— BEGIN Selected excerpt —
Every genuine American holds to the ideal of justice for all men, of independence, including free speech and free action within the limits of law, of obedience to law, of universal education, of material well-being for all the well-behaving and industrious, of peace and good-will among men. These, however far short the nation may fall in expressing them in its actual life, are, no one will deny it, the ideals of our American democracy. And it is because America represents these ideals that the deepest love for his country glows in the heart of the American, and inspires him with that patriotism which counts no cost, which esteems no sacrifice too great to maintain and to increase the influence of these principles which embody themselves in the fair shape of his native land, and have their expressive symbol in her flag. The spirit of his patriotism is not an intermittent impulse; it is an abiding principle; it is the strongest motive of his life; it is his religion. And because it is so, and just in proportion to his love of the ideals for which his country stands, is his hatred of whatever is opposed to them in private conduct or public policy. Against injustice, against dishonesty, against lawlessness, against whatever may make for war instead of peace, the good citizen is always in arms.

No thoughtful American can have watched the course of affairs among us during the last thirty years without grave anxiety from the apparent decline in power to control the direction of public and private conduct, of the principles upon regard for which the permanent and progressive welfare of America depends; and especially the course of events during the last few months and the actual condition of the country today, should bring home to every man the question whether or not the nation is true to one of the chief of the ideals to which it has professed allegiance. A generation has grown up that has known nothing of war. The blessings of peace have been poured out upon us. We have congratulated ourselves that we were free from the misery and the burdens that war and standing armies have brought upon the nations of the Old World. Their fires — I cite a fine phrase of Sir Philip Sidney in a letter to Queen Elizabeth — Their fires have given us light to see our own quietness.
— END Selected excerpt —
— BEGIN Supplied material —
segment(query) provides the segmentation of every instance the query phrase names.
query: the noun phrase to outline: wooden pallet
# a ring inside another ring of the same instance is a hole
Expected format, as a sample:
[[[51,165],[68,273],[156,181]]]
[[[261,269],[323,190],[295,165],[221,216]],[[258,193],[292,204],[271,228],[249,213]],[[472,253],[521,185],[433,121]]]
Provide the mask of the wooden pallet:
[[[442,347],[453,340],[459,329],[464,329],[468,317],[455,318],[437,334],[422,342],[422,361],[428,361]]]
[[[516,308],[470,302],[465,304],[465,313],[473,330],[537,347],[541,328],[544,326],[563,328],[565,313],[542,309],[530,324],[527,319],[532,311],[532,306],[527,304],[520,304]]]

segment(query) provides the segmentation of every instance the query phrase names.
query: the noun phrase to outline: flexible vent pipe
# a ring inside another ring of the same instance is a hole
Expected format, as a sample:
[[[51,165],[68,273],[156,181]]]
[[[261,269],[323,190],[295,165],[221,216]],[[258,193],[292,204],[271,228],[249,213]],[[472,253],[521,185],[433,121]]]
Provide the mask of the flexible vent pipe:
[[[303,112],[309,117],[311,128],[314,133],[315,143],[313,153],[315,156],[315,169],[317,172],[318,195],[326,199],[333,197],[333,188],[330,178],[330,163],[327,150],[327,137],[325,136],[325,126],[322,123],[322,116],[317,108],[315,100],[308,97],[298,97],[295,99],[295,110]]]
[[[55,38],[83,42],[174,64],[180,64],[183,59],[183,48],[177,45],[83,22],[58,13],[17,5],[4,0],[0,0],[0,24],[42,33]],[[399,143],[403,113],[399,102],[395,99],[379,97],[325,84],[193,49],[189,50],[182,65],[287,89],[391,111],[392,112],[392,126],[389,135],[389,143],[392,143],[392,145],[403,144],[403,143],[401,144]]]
— END Supplied material —
= Aim 1 =
Answer these questions about the passage on American patriotism.
(a) In the first paragraph, what does the passage finally call the American's patriotism?
(b) Whose phrase is cited in the second paragraph, and in what kind of writing did it appear?
(c) Over how many years does the passage say thoughtful Americans have watched the course of affairs with grave anxiety?
= Aim 2 =
Extend the passage on American patriotism, picking up right after its final sentence.
The entries are separate material from the passage on American patriotism.

= Expected answer 1 =
(a) It calls his patriotism "his religion."
(b) The phrase is Sir Philip Sidney's, and it appeared in a letter to Queen Elizabeth.
(c) Thirty years.

= Expected answer 2 =
And now of a sudden, without cool deliberation, without prudent preparation, the nation is hurried into war, and America, she who more than any other land was pledged to peace and good-will on earth, unsheathes her sword, compels a weak and unwilling nation to a fight, rejecting without due consideration her earnest and repeated offers to meet every legitimate demand of the United States. It is a bitter disappointment to the lover of his country; it is a turning-back from the path of civilization to that of barbarism. There never was a good war, said Franklin. There have indeed been many wars in which a good man must take part, and take part with grave gladness to defend the cause of justice, to die for it if need be, a willing sacrifice, thankful to give life for what is dearer than life, and happy that even by death in war he is serving the cause of peace. But if a war be undertaken for the most righteous end, before the resources of peace have been tried and proved vain to secure it, that war has no defense; it is a national crime. And however right, however unavoidable a war may be, and those of us who are old enough to remember the war for the Union know that war may be right and unavoidable, yet, I repeat the words of Franklin, There never was a good war.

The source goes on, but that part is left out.